▶ **Alıntı Metin**
------------------------------
Kömür madenlerinde oksijen kaynaklarının yetersiz olması durumunda insanların önceden fark edebilmeleri için oksijen değişimine hassas olan kanaryalar madenin çeşitli yerlerine koyulurmuş. Kanaryalar oksijen değişiminden etkilenip zarar görürse o bölgede oksijenin yetersiz olduğu kanısına varılırmış. Bu yaklaşımı temel alan bir yöntemdir stack canary. Stack’in belli bölgelerine küçük tam sayı değerleri yerleştirilerek program başlatılır. Saldırgan buffer’ı zararlı bir veriyle doldurduğunda canary’leri de değiştireceğinden girilen değerin zararlı olup olmadığı anlaşılabilir.

ASLR (Address Space Layout Randomization)

Özellikle return oriented programming (ROP) ve return2libc saldırılarına çok güçlü bir çözüm sağlamaktadır. Yani saldırgan zararlı bir girdiyle birlikte libc kütüphanesinden fonksiyon çağrısı yapabilir (genellikle exec ailesinden çağırır). Bunu yapabilmesi için işletim sistemi açıldığında libc kütüphanesinin hangi hafıza adresine yerleştiğini bilmesi yeterlidir. Dolayısıyla libc’yi işletim sistemi her açıldığında aynı hafıza bölümüne yazmak güvenlik zafiyeti doğurur. ASLR teknolojisi de libc gibi kütüphaneler, daha işletim sistemi açılırken rastgele adres uzaylarına yerleştirerek tahmin edilebilir adreslerde olmasını engellemektedir.
------------------------------
▶ **Verilen Bilgiler**
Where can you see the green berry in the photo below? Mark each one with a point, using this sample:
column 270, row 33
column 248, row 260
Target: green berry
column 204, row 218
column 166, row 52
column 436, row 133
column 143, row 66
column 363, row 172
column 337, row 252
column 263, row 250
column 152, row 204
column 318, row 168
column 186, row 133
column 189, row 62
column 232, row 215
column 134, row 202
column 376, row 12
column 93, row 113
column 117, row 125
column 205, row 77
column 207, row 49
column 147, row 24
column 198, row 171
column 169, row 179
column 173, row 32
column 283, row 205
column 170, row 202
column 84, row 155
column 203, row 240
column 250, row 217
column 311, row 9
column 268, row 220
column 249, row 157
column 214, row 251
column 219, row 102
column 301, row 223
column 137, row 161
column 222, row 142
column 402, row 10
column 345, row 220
------------------------------
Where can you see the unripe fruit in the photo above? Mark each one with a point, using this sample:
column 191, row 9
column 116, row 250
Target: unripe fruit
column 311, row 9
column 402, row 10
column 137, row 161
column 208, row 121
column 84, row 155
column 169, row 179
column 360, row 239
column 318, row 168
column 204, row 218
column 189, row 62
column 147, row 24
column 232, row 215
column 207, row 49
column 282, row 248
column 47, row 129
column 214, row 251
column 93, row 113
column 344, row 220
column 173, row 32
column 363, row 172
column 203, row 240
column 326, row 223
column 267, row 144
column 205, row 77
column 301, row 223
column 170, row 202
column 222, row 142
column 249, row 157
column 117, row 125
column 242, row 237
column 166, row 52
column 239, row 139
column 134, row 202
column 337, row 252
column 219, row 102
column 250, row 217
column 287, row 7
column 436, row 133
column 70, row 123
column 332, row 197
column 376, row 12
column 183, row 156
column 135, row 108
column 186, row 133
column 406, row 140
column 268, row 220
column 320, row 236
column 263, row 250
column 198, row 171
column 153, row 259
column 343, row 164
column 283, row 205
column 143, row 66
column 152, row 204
------------------------------
▶ **Görevler**
- 1) Alıntı metinden bir bölümü harfi harfine tekrar yazın: "Kömür madenlerinde oksijen" sözcüklerinin geçtiği yerden başlayın, "olup olmadığı anlaşılabilir." sözcüklerinden sonra durun.
- 2) Alıntı metindeki şu cümleyi lütfen İngilizceye çevirin: "Dolayısıyla libc’yi işletim sistemi her açıldığında aynı hafıza bölümüne yazmak güvenlik zafiyeti doğurur."

▶ **Nihai Sonuçlar**
- 1)
Kömür madenlerinde oksijen kaynaklarının yetersiz olması durumunda insanların önceden fark edebilmeleri için oksijen değişimine hassas olan kanaryalar madenin çeşitli yerlerine koyulurmuş. Kanaryalar oksijen değişiminden etkilenip zarar görürse o bölgede oksijenin yetersiz olduğu kanısına varılırmış. Bu yaklaşımı temel alan bir yöntemdir stack canary. Stack’in belli bölgelerine küçük tam sayı değerleri yerleştirilerek program başlatılır. Saldırgan buffer’ı zararlı bir veriyle doldurduğunda canary’leri de değiştireceğinden girilen değerin zararlı olup olmadığı anlaşılabilir.

- 2) Therefore, writing libc to the same memory region every time the operating system starts creates a security vulnerability.